Records for processing:
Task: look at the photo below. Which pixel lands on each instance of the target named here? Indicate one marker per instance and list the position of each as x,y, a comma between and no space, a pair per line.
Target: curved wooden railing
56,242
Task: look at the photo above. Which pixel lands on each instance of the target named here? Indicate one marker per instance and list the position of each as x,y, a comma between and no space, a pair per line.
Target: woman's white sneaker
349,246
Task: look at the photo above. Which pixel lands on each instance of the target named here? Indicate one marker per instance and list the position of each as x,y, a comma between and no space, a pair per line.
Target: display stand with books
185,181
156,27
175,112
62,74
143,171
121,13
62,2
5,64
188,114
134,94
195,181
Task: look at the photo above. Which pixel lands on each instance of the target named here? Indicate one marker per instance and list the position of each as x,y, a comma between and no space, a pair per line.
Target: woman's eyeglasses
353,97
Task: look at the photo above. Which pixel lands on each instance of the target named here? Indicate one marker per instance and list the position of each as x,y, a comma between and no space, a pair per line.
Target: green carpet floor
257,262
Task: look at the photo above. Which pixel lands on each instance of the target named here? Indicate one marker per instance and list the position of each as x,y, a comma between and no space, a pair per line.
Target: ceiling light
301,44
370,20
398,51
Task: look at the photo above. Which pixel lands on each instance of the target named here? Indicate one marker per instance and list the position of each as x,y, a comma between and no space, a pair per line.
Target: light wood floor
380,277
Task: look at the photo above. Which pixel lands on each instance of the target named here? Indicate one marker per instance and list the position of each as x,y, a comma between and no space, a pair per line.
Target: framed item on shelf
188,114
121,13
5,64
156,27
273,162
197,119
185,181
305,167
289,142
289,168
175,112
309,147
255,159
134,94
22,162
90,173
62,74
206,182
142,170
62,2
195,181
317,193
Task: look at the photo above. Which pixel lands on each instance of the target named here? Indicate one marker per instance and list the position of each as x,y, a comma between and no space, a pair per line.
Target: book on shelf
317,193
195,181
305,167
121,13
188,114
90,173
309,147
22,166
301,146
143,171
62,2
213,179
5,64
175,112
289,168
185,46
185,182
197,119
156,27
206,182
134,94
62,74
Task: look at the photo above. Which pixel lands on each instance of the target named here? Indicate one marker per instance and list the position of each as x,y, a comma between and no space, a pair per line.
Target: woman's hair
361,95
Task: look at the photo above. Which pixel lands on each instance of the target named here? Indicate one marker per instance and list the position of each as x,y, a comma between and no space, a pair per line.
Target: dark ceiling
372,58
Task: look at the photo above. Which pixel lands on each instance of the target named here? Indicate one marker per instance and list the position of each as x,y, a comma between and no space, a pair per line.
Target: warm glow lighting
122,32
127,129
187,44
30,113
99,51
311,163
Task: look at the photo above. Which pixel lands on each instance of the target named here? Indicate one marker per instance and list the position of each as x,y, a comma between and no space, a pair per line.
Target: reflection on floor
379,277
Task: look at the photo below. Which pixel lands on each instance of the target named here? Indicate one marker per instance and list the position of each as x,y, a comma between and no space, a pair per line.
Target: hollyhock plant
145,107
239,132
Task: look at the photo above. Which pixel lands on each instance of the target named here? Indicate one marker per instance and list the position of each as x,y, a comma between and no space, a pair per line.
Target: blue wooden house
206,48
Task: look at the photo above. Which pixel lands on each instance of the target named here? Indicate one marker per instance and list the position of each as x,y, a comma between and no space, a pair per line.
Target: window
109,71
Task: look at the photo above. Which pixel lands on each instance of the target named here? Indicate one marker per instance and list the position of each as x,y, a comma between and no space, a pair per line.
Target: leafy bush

Exercise details:
Retype every line of the listing exactly as it appears.

Answer for the task:
Task: look at the photo below. Which pixel lands on each instance of the target named here? Indicate one marker per instance and list the position of each as x,y, a comma between and no space, a pair per line.
Target: curved wooden railing
56,242
Task: look at the photo above. Which pixel lands on each instance of the target named here? Indicate one marker per instance and list the position of each as x,y, a comma between and no space, a pair per line.
Target: woman's white sneaker
349,246
Task: look at the photo above. Which pixel lands on each instance of the target named here? Indicate one marker per instance and list the position of each as x,y, a comma between and no space, a pair per line.
Target: display stand with books
185,181
156,27
175,112
62,74
143,171
121,13
62,2
5,64
188,114
134,94
195,181
Task: look at the photo above. Which pixel lands on each instance of the target named here? Indicate one marker per instance and list the position of each as x,y, a comma between and no space, a pair per line.
Target: woman's eyeglasses
353,97
Task: look at the photo above. Which pixel lands on each instance of the target named here? Indicate one marker per instance and list the position of each as x,y, a comma between and no space, a pair per line.
Target: green carpet floor
257,262
Task: look at the photo above. Which pixel lands on each instance of the target named here? Indicate one marker per instance and list the position of each as x,y, a comma between and no space, a pair per line.
Target: ceiling light
301,44
370,20
398,51
Task: look at the photo above. Which pixel lands on each instance of the target named here? Indicate one marker per instance and list the position of each as x,y, a comma between and no space, a pair per line.
Target: light wood floor
380,277
Task: look at the photo above. Which pixel lands on each instance of the target named here? Indicate one marker per instance and list the position of each as x,y, a comma between and no space, a pair per line.
Target: framed item on shelf
188,114
121,13
5,64
156,27
273,162
197,119
185,181
305,167
289,142
289,168
175,112
309,147
255,159
134,94
22,162
90,173
62,74
206,182
142,170
62,2
195,181
317,193
Task: look at the photo above. Which pixel lands on each instance of the target named here? Indicate one marker per instance and list the position of each as x,y, a comma between and no space, a pair per line.
Target: book on shelf
317,193
195,181
305,167
121,13
188,114
90,173
309,147
22,166
301,146
143,171
62,2
213,179
5,64
175,112
289,168
185,46
185,182
197,119
156,27
206,182
134,94
62,74
Task: look at the photo above. Which pixel lands on each instance of the target named here? Indicate one marker per instance and list the position of each as x,y, a comma between and no space, a pair per line.
Target: woman's hair
361,95
Task: look at the photo above. Which pixel lands on each instance of the target named here? Indicate one marker per instance and list the position of each as x,y, a comma between and no space, a pair per line.
Target: dark ceiling
372,58
Task: look at the photo above. Which pixel lands on each instance of the target named here? Indicate one marker per instance and list the position of each as x,y, a comma between and no space, a pair per line.
Target: warm glow lighting
122,32
127,129
187,44
30,113
99,51
311,163
Task: look at the photo above. Which pixel lands on each instance of the target named here? Indicate one marker per instance and list the position of each as x,y, a comma between and no space, a pair per line.
Target: reflection on floor
379,277
Task: look at the photo below. Which pixel lands on each instance of the target named here? Indicate one marker per instance and list the position of each as x,y, a comma between and no space, a pair per line.
Target: hollyhock plant
145,107
239,132
Task: look at the photo above. Which pixel lands on each instance of the target named here? Indicate one marker per instance and list the position of each as x,y, a comma between and no space, a pair per line.
Target: blue wooden house
206,48
Task: look at the photo above. Which pixel lands on each instance of the target named here? Indicate one marker per instance and list the position of each as x,y, a comma between and no space, a pair per line.
Target: window
109,71
Task: look at the photo above. Which pixel lands on each instance of the target named here? Indicate one marker per instance and list the position of each as x,y, a comma between and no space, a pair per line.
Target: leafy bush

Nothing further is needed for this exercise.